EXERCISE:
Report how many lines in the rows below contain the string "boulder", with case counting. Give only the number.

DATA RECORDS:
------------------------------
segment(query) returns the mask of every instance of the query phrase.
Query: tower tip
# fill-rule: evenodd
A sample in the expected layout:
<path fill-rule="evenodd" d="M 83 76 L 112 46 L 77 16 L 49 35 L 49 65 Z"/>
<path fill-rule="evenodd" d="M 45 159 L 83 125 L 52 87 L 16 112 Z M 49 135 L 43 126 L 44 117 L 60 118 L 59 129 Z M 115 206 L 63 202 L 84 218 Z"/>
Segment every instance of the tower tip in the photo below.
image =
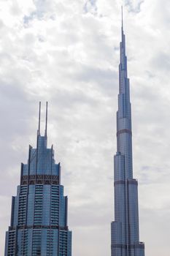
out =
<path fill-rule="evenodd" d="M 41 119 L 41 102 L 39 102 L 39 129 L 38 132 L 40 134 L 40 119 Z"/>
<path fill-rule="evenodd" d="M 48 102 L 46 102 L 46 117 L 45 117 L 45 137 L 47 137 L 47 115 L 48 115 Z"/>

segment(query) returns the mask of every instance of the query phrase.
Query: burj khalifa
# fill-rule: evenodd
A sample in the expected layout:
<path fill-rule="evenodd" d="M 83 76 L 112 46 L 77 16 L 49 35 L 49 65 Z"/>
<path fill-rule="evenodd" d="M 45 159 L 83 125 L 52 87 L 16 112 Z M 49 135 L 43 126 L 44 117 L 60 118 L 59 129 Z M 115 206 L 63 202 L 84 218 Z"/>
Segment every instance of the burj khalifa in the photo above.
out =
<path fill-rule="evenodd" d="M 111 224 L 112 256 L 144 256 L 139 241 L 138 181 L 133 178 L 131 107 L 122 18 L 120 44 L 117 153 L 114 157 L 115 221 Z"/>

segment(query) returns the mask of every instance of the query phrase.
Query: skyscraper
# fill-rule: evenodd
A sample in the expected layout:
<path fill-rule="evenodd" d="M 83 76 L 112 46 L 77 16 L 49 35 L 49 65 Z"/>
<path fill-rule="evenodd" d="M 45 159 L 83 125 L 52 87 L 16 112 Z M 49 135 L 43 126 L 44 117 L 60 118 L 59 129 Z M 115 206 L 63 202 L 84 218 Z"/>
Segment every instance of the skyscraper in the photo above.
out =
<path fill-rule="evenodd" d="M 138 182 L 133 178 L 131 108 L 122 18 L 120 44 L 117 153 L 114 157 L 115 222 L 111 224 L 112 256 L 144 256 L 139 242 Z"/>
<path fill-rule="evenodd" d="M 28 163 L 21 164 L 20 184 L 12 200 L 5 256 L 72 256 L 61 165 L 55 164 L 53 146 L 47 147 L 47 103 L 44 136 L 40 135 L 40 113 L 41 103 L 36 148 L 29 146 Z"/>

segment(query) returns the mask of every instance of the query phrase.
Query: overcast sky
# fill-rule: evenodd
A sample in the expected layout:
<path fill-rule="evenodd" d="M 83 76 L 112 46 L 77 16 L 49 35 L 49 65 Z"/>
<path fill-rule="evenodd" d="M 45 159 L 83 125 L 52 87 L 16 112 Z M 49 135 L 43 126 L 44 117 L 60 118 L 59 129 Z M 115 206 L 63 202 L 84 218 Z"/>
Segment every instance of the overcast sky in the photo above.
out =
------------------------------
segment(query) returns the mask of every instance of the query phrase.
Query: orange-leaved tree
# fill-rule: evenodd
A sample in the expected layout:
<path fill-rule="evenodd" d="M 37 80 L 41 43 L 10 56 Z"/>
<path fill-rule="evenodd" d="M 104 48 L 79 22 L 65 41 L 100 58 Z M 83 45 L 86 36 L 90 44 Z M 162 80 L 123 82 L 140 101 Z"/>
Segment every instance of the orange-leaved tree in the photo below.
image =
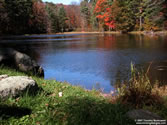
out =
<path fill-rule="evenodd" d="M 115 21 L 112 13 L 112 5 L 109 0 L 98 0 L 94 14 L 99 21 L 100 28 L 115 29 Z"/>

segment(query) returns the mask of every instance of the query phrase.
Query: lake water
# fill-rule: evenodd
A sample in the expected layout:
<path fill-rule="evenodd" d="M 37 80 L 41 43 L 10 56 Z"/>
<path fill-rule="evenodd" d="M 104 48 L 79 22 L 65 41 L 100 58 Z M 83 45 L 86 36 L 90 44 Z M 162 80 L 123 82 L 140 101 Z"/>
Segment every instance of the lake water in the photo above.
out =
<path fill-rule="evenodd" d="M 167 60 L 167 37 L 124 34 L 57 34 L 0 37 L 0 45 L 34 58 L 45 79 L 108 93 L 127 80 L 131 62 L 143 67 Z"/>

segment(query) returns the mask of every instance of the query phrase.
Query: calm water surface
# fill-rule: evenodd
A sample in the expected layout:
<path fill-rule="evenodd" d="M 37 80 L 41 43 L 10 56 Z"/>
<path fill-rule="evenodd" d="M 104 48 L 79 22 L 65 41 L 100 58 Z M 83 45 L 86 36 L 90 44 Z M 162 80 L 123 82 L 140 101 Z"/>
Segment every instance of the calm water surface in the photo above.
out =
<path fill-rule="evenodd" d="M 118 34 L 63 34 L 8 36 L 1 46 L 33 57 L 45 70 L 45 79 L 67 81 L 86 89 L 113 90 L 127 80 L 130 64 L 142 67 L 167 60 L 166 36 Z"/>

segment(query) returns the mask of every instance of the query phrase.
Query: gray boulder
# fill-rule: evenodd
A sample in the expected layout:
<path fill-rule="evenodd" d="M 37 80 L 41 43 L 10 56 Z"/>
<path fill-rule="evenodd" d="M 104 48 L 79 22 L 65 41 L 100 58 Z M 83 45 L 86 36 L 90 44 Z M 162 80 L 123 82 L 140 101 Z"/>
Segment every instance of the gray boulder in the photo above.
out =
------------------------------
RESPONSE BELOW:
2